_Passage to read_

Seasonal variations in NOx concentrations in Changchun (Jilin, China) were studied in [18]. In that paper, both monthly and daily average NOx concentration variations were also studied. Additionally, in [18] the lineal dependence between NOx and NO2, among other air pollutants in Changchun, was found. Moreover, in [18] the coefficient of divergence was employed to assess the differences between the spatial distribution of NO2 concentrations at several monitoring sites from 2016 to 2018.

In addition, the sensitivity of SO2, NO and NO2 concentrations to the relevant factors that had an effect on the air quality inside a 20% biodiesel air-conditioned bus was studied in [19]. The bus used in [19] was chosen from a fleet of Toledo (OH, USA) and continuous monitoring of the abovementioned pollutants were conducted with indoor temperature and indoor relative humidity as comfort parameters. The study time of [19] comprised the spring, summer, autumn, and winter seasons from April 2007 to March 2008. Additionally, in [19] a summary statistic of the seasons was presented and a linear dependence was detected among month, season and other variables.

Furthermore, in [19] the regression tree method was used to study the sensitivity for in-bus air pollutant concentrations (i.e., SO2, NO, and NO2), and the analysis of variance was used to determine the statistically significant variables. Lastly, in [19] the quantification of the relationship between the in-bus air pollutant concentrations and the statistically significant variables was carried out, and the dynamics of in-bus pollution was compared with atmospheric physics.

The papers shown above were focused on the statistical analysis of sets of NO2 concentration measurements that were carried out over long periods of time. In these papers, tools of parametric statistical inference or artificial intelligence or machine learning were used to estimate the central tendency of the data and, in some cases, to carry out its modeling. In this sense, the results obtained in these papers were satisfactory. Nevertheless, several of these papers lack of an exhaustive analysis of the central tendency of the data and, in general, of the dispersion of the data. Furthermore, they did not establish the similarities and differences that allow the construction of robust confidence intervals in which the central tendency of the data is found, with at least the 95% confidence level.

This is important, because robust statistical inference [13,14,15] allows significant conclusions to be drawn about the data, even when few data are available and without the need to eliminate outliers, which could be carriers of important information about the physical system that generated them.

Something worth mentioning is that in practically all the papers shown above [16,17,18,19] the authors faced the problem of missing data, and used different tools to fill in the gaps. However, these values are artificial and their sole purpose is to put an estimate of the true value that should go in those gaps. On the contrary, however, using robust statistics in the sense of [13,14,15] the researchers do not have to do the above, because the analysis does not require having a large amount of data to draw significant conclusions, nor does the data distribution need to be Gaussian or parametric. This last characteristic is also shared by nonparametric statistical inference [11,12].

The research presented in this paper is in total agreement with what was said in the previous paragraphs and can be seen as a continuation of the research presented in [4,5,20,21].

(Part of a data file)

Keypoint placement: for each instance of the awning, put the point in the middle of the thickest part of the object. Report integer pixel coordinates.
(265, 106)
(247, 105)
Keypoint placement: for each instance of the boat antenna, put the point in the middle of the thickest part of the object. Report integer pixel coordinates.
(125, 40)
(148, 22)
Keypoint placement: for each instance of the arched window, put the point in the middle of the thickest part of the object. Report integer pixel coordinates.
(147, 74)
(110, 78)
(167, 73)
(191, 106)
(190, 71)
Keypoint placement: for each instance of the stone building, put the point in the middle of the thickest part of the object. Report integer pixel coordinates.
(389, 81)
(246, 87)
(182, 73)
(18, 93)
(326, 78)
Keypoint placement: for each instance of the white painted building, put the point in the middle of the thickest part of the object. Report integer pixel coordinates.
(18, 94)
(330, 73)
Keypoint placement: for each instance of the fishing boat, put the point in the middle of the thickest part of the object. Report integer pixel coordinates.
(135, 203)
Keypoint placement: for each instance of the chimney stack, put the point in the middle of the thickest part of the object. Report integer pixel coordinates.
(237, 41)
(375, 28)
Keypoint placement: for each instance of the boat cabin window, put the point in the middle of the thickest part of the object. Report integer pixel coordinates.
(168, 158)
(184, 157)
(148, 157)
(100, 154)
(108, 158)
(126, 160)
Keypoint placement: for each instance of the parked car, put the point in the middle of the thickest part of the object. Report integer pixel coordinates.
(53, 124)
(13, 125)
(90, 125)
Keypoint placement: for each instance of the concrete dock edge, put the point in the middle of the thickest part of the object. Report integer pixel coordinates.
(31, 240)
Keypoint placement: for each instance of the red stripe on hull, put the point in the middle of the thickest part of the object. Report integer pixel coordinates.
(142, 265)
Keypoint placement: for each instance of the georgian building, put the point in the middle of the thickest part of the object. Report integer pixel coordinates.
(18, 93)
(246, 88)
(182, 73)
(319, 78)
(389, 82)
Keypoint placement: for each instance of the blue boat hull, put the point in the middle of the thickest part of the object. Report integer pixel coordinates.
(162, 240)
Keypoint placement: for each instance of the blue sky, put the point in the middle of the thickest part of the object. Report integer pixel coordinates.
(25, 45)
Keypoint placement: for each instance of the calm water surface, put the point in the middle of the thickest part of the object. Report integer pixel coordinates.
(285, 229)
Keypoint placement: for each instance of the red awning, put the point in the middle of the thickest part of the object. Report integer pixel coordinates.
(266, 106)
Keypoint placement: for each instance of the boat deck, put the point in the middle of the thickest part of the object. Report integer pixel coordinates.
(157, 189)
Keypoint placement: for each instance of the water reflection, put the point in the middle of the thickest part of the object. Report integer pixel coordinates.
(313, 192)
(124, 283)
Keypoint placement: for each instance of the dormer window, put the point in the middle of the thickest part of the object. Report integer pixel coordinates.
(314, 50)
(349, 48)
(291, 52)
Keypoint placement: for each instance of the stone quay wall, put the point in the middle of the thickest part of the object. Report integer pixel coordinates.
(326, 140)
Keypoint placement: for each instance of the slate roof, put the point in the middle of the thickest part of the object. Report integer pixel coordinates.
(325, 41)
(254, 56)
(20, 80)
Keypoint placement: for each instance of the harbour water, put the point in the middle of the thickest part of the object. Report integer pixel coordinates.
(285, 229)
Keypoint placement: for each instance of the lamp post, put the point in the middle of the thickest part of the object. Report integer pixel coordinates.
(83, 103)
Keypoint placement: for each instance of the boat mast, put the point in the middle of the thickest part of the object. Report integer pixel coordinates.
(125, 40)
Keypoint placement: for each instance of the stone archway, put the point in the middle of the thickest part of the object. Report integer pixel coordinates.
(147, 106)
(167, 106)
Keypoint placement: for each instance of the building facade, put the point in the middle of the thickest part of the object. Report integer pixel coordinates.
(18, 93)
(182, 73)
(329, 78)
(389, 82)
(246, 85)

_Exercise task 1_
Answer these questions from the air pollution passage.
(a) Which measure did [18] use to assess differences in the spatial distribution of NO2 concentrations at several monitoring sites?
(b) Over what months and years did the study time of [19] run?
(c) In [19], which method was used to determine the statistically significant variables?
_Exercise task 2_
In the rows, swap "building facade" for "building front" in the stretch from the line containing "Keypoint placement: for each instance of the building" through the end of the rows, and give back only that stretch with everything else unchanged.
The text on air pollution and the rows have nothing to do with each other.

_Complete answer 1_
(a) The coefficient of divergence.
(b) From April 2007 to March 2008.
(c) The analysis of variance.

_Complete answer 2_
Keypoint placement: for each instance of the building front, put the point in the middle of the thickest part of the object. Report integer pixel coordinates.
(18, 93)
(182, 73)
(329, 78)
(389, 82)
(246, 85)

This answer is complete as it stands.